In the entries that follow, identify the line containing "Task: locate the small" and return it together with all later lines, exactly as they appear.

----- MATERIAL TO PROCESS -----

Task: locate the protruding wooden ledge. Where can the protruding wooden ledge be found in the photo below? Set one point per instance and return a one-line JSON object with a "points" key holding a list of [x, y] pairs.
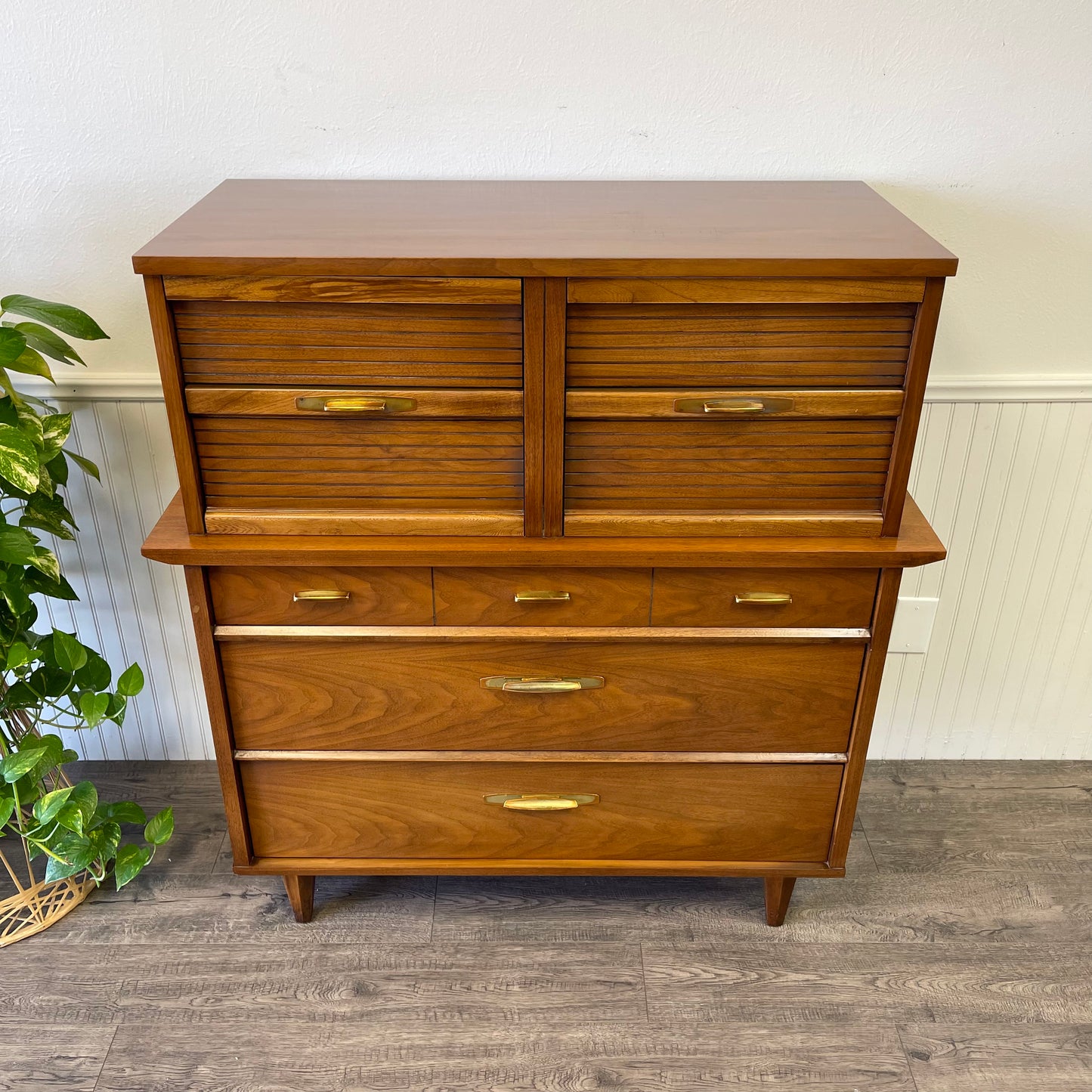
{"points": [[915, 544]]}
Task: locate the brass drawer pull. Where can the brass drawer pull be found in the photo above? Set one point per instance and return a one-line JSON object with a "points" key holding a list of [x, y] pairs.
{"points": [[732, 405], [542, 684], [542, 802], [354, 403], [765, 599]]}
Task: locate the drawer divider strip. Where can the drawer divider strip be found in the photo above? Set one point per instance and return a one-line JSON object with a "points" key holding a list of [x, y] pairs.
{"points": [[645, 757]]}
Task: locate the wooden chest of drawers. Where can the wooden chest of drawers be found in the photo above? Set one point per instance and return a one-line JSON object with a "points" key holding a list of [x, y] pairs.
{"points": [[543, 527]]}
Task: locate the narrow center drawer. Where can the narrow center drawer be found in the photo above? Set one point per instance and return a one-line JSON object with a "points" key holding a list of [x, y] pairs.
{"points": [[642, 812], [321, 596], [555, 596], [631, 694], [826, 598]]}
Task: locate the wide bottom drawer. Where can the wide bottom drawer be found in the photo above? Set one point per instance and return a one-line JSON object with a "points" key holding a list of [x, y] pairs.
{"points": [[641, 810]]}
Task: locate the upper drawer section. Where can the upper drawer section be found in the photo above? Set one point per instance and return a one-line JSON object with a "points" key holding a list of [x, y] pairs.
{"points": [[712, 333], [409, 331]]}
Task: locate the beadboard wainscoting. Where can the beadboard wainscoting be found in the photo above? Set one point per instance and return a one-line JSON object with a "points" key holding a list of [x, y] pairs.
{"points": [[1004, 473]]}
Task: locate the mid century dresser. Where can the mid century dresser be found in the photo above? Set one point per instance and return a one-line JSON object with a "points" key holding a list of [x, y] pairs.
{"points": [[543, 527]]}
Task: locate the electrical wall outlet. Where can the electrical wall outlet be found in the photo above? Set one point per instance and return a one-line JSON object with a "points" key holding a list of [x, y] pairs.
{"points": [[913, 625]]}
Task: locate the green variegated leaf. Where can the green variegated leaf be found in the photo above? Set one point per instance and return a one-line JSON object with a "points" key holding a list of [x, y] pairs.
{"points": [[85, 797], [130, 861], [69, 653], [46, 562], [46, 342], [12, 344], [31, 363], [54, 432], [69, 320], [85, 464], [93, 708], [161, 827], [19, 459], [19, 763], [17, 655], [17, 545], [48, 513], [131, 682], [47, 806], [122, 812]]}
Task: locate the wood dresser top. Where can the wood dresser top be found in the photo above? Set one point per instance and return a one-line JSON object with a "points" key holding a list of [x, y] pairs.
{"points": [[544, 228]]}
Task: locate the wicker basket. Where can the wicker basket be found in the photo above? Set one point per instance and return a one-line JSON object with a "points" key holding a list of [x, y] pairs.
{"points": [[36, 903]]}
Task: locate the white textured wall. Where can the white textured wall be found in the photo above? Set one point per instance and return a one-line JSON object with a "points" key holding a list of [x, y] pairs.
{"points": [[973, 117]]}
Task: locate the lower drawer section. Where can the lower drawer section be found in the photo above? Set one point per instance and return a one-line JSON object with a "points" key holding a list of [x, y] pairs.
{"points": [[525, 694], [645, 810]]}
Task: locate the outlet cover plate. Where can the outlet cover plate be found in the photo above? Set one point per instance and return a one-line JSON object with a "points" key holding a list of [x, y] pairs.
{"points": [[913, 625]]}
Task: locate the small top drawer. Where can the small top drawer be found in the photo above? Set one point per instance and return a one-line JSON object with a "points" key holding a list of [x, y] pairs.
{"points": [[822, 598], [500, 596], [319, 596], [366, 330]]}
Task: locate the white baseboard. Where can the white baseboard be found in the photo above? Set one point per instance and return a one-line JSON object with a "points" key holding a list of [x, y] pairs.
{"points": [[1028, 388]]}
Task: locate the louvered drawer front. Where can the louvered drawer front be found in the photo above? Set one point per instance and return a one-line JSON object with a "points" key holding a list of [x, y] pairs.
{"points": [[648, 454], [640, 812], [517, 694], [404, 461], [353, 331], [751, 344]]}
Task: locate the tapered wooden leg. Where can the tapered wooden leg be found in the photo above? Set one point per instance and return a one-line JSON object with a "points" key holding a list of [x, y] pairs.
{"points": [[302, 896], [779, 890]]}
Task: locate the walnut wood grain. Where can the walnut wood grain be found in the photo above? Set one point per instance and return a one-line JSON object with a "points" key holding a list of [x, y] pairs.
{"points": [[380, 289], [255, 521], [350, 344], [281, 402], [887, 600], [779, 892], [534, 336], [610, 523], [744, 291], [596, 596], [419, 809], [729, 636], [178, 422], [687, 694], [554, 425], [201, 608], [301, 891], [818, 596], [915, 544], [626, 405], [544, 228], [530, 756], [738, 344], [243, 596], [920, 353]]}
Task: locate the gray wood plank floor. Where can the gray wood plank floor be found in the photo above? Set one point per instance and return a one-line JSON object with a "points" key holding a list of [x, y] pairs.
{"points": [[956, 957]]}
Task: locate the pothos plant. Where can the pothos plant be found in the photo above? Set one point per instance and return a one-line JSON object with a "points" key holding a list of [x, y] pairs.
{"points": [[51, 680]]}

-----

■ REPLY
Task: locate the small top drawer. Where can the small top drawer be found in the photo above? Set one point per instance and return a one-line JSON object with a "points" key holding a list of [x, y] pairs.
{"points": [[822, 598], [500, 596], [319, 596], [366, 330]]}
Task: locate the white baseboard. Where can the white baseboard be found in the photo above? Set one point per instance and return a one-line JSON object with a "points" key holding a list of [x, y] pairs.
{"points": [[1028, 388]]}
Task: locate the louvered drawer front. Where can the louvered drawer front be found in the photo above? Set one point per instance and return a one-line JSON object with a "points" key holding a list of [x, y] pairs.
{"points": [[648, 454], [640, 812], [517, 694], [404, 461], [353, 331], [751, 344]]}
Task: locate the tapered wooden leg. Where can the tapered wooden leg be found in the photo above? Set one point per instance and return a one-line JSON object with a "points" key holding a list of [x, y] pairs.
{"points": [[302, 896], [779, 890]]}
Task: locate the walnut wood grain. Where can the walnut wood grain be found in the photo above? Set one point per instance and return a one-line JSON object with a "points" key holding a list of [x, y] pairs.
{"points": [[380, 289], [255, 521], [350, 344], [281, 402], [887, 600], [779, 892], [534, 336], [610, 523], [744, 291], [596, 596], [419, 809], [729, 636], [178, 422], [687, 694], [554, 425], [201, 608], [301, 891], [818, 596], [915, 544], [626, 405], [544, 228], [530, 756], [738, 344], [243, 596], [920, 353]]}
Task: locate the gray wood plank floor. Where can the gray wood plank floor be found in the photo above? Set one point per instance and return a one-line JSON object with a "points" key holding a list of [x, y] pairs.
{"points": [[956, 957]]}
Task: locate the pothos plant. Where can the pothos plant be found in the photo above? Set one point per instance and return a one-line JSON object with a "points" key holding a list of [x, y] pairs.
{"points": [[51, 680]]}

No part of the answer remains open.